Write out verbatim the part of the listing that opens with the line containing "Return one point per instance of the tall" and closes with the line containing "[(565, 330)]", including both of those lines, and leave the pictures out of your answer.
____
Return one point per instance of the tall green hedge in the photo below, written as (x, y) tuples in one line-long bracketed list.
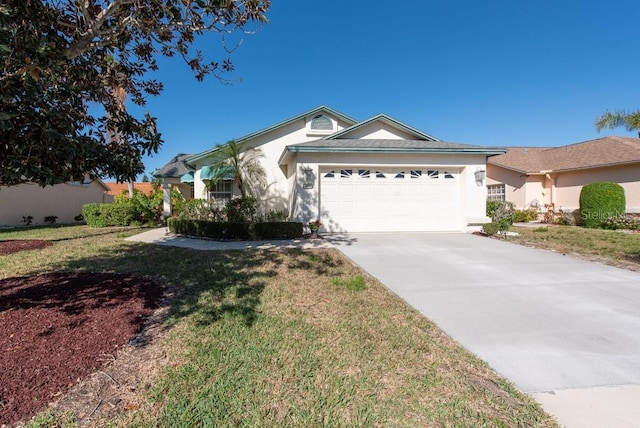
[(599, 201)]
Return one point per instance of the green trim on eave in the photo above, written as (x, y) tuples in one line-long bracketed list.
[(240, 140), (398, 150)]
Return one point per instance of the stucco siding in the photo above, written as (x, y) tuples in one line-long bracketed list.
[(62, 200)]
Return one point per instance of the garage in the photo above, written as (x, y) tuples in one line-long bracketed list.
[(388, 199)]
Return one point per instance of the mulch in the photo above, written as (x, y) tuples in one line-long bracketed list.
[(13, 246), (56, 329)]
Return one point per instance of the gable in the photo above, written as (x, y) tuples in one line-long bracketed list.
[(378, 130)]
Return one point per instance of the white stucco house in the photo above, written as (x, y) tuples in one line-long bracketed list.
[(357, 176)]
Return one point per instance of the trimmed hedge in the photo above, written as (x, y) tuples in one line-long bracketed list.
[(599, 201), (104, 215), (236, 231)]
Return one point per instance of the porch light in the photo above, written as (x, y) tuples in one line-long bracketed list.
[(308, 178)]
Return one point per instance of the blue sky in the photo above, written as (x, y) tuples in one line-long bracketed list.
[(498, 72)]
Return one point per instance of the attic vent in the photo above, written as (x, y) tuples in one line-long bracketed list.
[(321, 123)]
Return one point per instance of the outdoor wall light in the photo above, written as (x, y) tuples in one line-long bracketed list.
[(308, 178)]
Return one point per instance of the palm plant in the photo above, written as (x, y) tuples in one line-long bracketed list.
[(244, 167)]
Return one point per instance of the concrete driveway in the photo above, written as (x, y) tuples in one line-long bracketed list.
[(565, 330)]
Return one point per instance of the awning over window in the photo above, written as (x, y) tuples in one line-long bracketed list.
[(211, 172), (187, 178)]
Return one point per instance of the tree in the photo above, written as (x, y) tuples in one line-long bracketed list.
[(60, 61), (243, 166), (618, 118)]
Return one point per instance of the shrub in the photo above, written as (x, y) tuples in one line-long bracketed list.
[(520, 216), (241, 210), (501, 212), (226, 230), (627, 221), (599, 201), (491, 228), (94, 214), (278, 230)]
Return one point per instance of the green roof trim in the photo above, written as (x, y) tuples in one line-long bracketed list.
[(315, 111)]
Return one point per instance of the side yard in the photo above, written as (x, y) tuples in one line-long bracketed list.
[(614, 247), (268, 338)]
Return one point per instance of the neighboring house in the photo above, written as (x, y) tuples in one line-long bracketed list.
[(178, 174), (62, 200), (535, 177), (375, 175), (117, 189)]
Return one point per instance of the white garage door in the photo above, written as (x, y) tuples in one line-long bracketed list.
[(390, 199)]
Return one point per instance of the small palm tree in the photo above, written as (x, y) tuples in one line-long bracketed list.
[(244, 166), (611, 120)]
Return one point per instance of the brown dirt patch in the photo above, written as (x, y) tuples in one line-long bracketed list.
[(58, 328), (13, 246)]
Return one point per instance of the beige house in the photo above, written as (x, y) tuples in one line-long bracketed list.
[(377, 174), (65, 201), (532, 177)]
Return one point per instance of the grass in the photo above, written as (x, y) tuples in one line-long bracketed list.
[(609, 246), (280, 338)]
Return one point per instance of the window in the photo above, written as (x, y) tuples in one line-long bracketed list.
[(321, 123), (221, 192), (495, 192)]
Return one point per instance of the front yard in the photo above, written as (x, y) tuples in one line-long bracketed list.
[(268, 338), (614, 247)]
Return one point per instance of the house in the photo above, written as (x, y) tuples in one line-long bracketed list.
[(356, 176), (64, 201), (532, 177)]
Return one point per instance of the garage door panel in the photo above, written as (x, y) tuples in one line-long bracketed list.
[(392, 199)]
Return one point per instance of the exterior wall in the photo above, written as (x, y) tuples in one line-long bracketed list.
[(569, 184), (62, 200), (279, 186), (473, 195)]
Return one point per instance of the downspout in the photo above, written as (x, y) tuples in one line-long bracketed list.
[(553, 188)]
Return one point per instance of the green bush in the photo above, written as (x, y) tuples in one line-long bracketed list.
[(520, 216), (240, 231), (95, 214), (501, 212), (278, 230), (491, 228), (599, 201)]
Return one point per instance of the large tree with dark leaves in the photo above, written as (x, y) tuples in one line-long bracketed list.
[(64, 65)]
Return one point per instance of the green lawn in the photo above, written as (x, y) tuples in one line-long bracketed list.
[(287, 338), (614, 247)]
____
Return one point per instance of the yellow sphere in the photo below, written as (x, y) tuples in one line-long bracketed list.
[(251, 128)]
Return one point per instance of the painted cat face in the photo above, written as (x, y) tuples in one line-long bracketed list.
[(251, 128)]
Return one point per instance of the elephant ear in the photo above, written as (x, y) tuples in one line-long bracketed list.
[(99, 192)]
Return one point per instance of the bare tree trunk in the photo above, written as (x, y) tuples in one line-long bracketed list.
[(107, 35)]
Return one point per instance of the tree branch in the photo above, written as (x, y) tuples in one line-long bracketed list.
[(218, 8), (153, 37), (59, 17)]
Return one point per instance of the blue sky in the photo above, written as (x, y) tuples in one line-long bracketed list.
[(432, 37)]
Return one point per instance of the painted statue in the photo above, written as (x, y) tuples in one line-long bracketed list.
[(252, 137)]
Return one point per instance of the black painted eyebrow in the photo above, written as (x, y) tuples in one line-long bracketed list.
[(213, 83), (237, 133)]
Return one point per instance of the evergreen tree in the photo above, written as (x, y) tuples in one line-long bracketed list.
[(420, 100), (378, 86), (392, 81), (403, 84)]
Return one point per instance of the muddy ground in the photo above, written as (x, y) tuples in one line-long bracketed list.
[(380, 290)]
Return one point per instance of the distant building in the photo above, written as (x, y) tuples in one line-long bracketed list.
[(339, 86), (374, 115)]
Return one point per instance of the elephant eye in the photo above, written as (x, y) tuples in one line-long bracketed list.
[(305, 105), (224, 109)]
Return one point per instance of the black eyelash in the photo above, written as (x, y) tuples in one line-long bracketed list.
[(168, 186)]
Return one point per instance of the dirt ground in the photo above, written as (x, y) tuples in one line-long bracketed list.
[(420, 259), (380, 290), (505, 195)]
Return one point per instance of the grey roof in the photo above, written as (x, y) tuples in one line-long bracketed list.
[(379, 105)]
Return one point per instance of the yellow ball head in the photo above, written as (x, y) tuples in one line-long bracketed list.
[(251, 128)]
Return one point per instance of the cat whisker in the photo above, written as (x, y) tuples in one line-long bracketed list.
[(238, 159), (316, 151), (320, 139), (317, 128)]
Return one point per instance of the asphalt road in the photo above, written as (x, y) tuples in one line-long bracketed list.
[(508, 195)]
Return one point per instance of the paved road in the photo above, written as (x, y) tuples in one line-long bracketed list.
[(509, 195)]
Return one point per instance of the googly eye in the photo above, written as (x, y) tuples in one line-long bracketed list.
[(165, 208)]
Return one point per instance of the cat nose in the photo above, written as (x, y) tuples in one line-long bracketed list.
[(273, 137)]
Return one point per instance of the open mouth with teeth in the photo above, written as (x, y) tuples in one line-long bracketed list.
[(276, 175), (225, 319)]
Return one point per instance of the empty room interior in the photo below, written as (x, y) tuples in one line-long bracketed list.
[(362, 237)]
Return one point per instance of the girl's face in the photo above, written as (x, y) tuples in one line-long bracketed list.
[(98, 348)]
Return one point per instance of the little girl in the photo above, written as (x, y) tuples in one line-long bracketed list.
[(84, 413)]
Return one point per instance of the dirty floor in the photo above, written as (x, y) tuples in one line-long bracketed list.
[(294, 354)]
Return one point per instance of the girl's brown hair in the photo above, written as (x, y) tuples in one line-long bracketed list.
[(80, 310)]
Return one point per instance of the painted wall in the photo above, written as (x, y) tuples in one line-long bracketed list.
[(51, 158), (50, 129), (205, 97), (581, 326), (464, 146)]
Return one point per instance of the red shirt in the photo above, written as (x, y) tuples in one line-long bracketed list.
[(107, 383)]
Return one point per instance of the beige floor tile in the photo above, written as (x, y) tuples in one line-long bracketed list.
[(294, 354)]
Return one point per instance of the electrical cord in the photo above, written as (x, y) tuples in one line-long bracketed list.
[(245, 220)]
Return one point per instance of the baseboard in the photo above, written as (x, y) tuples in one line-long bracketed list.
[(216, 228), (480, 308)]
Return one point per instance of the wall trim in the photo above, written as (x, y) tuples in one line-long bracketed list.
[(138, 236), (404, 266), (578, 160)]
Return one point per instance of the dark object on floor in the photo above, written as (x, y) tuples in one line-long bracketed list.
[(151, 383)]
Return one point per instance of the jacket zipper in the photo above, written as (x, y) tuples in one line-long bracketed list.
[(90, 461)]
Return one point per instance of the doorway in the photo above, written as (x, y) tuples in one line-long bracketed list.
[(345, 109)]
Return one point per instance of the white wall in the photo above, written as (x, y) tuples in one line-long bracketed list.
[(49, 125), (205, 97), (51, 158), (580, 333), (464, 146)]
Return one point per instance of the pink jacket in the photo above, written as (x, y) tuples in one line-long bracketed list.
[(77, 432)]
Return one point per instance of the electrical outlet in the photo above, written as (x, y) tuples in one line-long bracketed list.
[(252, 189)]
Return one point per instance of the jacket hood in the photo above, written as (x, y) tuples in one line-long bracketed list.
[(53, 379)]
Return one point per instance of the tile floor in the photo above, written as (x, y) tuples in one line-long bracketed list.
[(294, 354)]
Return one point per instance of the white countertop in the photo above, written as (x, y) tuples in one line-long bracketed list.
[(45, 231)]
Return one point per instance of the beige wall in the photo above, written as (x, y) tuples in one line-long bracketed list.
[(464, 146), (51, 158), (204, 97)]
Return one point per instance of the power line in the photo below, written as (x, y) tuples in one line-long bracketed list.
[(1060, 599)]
____
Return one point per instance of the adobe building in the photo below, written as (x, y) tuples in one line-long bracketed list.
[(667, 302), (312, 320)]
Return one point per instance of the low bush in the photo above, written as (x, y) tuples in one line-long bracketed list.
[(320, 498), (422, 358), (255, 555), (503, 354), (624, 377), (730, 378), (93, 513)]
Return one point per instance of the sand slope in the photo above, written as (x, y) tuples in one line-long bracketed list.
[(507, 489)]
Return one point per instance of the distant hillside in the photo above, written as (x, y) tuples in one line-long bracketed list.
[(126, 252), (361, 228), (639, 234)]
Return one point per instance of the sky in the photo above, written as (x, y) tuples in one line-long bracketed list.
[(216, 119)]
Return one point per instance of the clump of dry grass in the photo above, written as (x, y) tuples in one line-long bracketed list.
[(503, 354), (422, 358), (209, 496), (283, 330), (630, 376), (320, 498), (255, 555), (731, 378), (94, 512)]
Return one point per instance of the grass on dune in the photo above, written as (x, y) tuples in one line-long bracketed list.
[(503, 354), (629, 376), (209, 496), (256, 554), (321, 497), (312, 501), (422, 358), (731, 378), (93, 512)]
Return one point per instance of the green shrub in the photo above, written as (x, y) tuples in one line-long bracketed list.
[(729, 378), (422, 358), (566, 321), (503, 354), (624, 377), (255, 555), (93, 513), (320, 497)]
____
# Problem solution
Return one point per instance of the tall green hedge in the photo below, written as (x, y) tuples in one line-long bracketed list.
[(599, 201)]
Return one point per instance of the green trim on eave in the photo above, written as (x, y) tuples in one line-long bracketed list.
[(240, 140), (398, 150)]
Return one point per instance of the stucco siding in the photo above, written as (x, y) tuples in one line-long bracketed list.
[(62, 200)]
Return one point per instance of the garage in the photo above, written as (x, y) tuples in one line-long bracketed list.
[(388, 199)]
Return one point per instance of the mulch in the photo above, written as (x, y) tuples in one line-long bracketed list.
[(13, 246), (56, 329)]
Return one point per instance of the gable in the photo above, written as (x, y) tuples in one line-long bracketed list.
[(378, 130)]
Return one point per instance of the white stucco house in the photo above, written as (x, y) tuples in one line-long bracketed list.
[(357, 176)]
Return one point per instance of the trimmed hedge in the photo above, written as (x, y) tuples in one line-long bracketed list.
[(599, 201), (104, 215), (236, 231)]
Return one point per instance of the porch light in the photo above, written as (x, y) tuples in one line-long bracketed list.
[(308, 178)]
Return one point per instance of the blue sky in the photo above, written as (x, y) tuples in one line-long bracketed list.
[(498, 72)]
Return one point per instance of the attic vent in the photo above, written as (x, y) tuples in one line-long bracketed list.
[(321, 123)]
Return one point per instance of the outdoor wall light in the photo above, written as (x, y) tuples in one line-long bracketed list.
[(308, 178)]
Return one point per instance of the palm plant in the photo above, written as (x, y) tuples in one line-long bracketed list.
[(244, 167)]
Return one point per instance of the concrete driveway in the photo above, written as (x, y) tuples in one line-long bracketed list.
[(565, 330)]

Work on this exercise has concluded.